### [ASSIGNED TASK]
Retype the whole listing that follows, with nothing added or left out.

### [EXERCISE INPUTS]
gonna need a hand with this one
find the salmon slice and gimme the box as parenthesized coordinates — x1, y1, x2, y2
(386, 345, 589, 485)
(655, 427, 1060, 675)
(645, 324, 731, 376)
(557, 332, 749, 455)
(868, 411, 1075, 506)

### [RESULT FOR THIS EXERCISE]
gonna need a hand with this one
find the salmon slice and gimme the box as parenthesized coordinates — x1, y1, x2, y2
(386, 345, 589, 485)
(655, 427, 1060, 675)
(645, 324, 731, 376)
(557, 332, 749, 455)
(868, 411, 1075, 506)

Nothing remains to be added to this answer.